• Supplied passage:

Abstract
Electrode materials are the most significant components of lithium-ion batteries (LIBs) and play an important role in endowing them with high electrochemical performance. The exploration of new electrode materials and their comparative study with contemporary resources will help the design of advanced electrodes. Here, we have synthesized a new type of Prussian blue analogue (cerium(III) hexacyanocobaltate, CeHCCo) and systematically explored the effect of valence states of Fe2+ and Ce3+ on crystal structure and electrochemical properties of final products. We demonstrate that the unbalanced charge in iron(II) hexacyanocobaltate (FeHCCo), as opposed to that in CeHCCo, results in more residual K+ ions, thereby leading to the occupancy of cavities. As a result, the K+ ion-rich FeHCCo exhibits lower capacities of 55 ± 3 and 15 ± 3 mAh g–1 at 0.1 and 1 A g–1, respectively, compared with the K+ ion-deficient CeHCCo that exhibits capacities of 242 ± 3 and 111 ± 3 mAh g–1 at the same current densities. This work provides a novel contribution for the exploration of new Prussian blue analogues and bestows a newer concept for electrode material design.

• Dataset rows:

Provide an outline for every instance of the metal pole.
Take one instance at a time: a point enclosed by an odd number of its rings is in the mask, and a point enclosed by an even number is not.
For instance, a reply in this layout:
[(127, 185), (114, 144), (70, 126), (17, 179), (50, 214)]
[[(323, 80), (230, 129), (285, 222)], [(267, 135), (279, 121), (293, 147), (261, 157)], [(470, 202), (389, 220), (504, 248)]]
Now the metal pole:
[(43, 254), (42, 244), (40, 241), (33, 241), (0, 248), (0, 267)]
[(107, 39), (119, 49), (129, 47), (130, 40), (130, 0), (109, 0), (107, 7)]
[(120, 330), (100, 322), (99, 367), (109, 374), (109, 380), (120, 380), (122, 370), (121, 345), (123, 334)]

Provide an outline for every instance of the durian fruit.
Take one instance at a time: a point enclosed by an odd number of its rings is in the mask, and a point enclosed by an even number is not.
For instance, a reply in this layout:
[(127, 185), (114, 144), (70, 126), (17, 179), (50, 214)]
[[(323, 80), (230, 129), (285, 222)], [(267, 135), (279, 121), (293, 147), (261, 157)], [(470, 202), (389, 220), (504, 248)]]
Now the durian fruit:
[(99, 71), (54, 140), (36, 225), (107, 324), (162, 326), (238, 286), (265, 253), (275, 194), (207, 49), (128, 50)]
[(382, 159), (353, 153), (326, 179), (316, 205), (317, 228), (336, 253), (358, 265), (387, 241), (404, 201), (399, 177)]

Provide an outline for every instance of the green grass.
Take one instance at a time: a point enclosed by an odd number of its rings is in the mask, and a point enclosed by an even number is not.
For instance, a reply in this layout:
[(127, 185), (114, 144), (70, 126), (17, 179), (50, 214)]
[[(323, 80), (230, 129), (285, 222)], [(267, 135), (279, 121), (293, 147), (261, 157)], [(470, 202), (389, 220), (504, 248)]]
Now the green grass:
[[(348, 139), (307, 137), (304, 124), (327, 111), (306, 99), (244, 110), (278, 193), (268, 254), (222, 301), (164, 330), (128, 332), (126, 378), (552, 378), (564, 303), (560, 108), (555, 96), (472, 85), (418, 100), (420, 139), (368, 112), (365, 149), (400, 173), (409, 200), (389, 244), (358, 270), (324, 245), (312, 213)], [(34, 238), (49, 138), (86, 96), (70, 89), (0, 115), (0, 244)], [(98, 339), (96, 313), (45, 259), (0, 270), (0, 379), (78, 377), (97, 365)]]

• Stated goal: Reproduce the battery abstract word for word, in full. The entries are separate material and have no connection to the battery abstract.

• Answer:
Abstract
Electrode materials are the most significant components of lithium-ion batteries (LIBs) and play an important role in endowing them with high electrochemical performance. The exploration of new electrode materials and their comparative study with contemporary resources will help the design of advanced electrodes. Here, we have synthesized a new type of Prussian blue analogue (cerium(III) hexacyanocobaltate, CeHCCo) and systematically explored the effect of valence states of Fe2+ and Ce3+ on crystal structure and electrochemical properties of final products. We demonstrate that the unbalanced charge in iron(II) hexacyanocobaltate (FeHCCo), as opposed to that in CeHCCo, results in more residual K+ ions, thereby leading to the occupancy of cavities. As a result, the K+ ion-rich FeHCCo exhibits lower capacities of 55 ± 3 and 15 ± 3 mAh g–1 at 0.1 and 1 A g–1, respectively, compared with the K+ ion-deficient CeHCCo that exhibits capacities of 242 ± 3 and 111 ± 3 mAh g–1 at the same current densities. This work provides a novel contribution for the exploration of new Prussian blue analogues and bestows a newer concept for electrode material design.